* Text:
++++++++++++++++++++
August 12, 2009

The obesity rescue berry?

Maybe you've heard of miraculin. I haven't. It's this little berry, resembles a cranberry apparently. You chew it up, get all of the pulp and seeds out, swirl around in your mouth, and dispense. Now put a lemon in your mouth. It will taste sweet. Miraculin makes anything acidic taste sweet. It's used for "flavor tripping parties" in the Big Apple and elsewhere.

Mr. Aliquo greeted new arrivals and took their $15 entrance fees. In return, he handed each one a single berry from his jacket pocket. ... He ushered his guests to a table piled with citrus wedges, cheeses, Brussels sprouts, mustard, vinegars, pickles, dark beers, strawberries and cheap tequila, which Mr. Aliquo promised would now taste like top-shelf Patrón.

But could it be used to combat obesity? Hmmm....

But with miraculin, would anyone be able to tell the difference between tofu pudding and creme brulee? Since it's nearly impossible to change someone's taste, perhaps what's needed to get Americans to eat better is literally to change their perception of taste.

Could miraculin really do that? Perhaps?

At the very least, some folks see a business opportunity.
++++++++++++++++++++
* Exercise description:
Repeat the stretch of the miraculin text from "August 12, 2009" through "Apple and elsewhere.", word for word.

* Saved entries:
++++++++++++++++++++
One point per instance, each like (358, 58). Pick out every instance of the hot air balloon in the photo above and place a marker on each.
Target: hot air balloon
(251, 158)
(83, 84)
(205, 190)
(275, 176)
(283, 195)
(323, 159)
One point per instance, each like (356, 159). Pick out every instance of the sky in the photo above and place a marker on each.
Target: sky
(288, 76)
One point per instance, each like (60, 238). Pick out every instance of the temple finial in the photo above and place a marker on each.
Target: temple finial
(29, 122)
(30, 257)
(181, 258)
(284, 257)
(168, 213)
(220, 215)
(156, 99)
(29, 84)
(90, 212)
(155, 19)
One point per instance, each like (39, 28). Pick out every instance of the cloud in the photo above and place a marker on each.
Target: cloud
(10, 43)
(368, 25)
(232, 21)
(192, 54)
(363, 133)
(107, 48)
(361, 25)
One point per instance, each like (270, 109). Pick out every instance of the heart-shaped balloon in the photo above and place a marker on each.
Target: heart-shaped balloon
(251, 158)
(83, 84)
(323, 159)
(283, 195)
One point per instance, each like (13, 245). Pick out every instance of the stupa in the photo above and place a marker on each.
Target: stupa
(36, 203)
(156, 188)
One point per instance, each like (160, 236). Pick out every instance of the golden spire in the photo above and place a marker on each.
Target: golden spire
++++++++++++++++++++
* Problem solution:
August 12, 2009

The obesity rescue berry?

Maybe you've heard of miraculin. I haven't. It's this little berry, resembles a cranberry apparently. You chew it up, get all of the pulp and seeds out, swirl around in your mouth, and dispense. Now put a lemon in your mouth. It will taste sweet. Miraculin makes anything acidic taste sweet. It's used for "flavor tripping parties" in the Big Apple and elsewhere.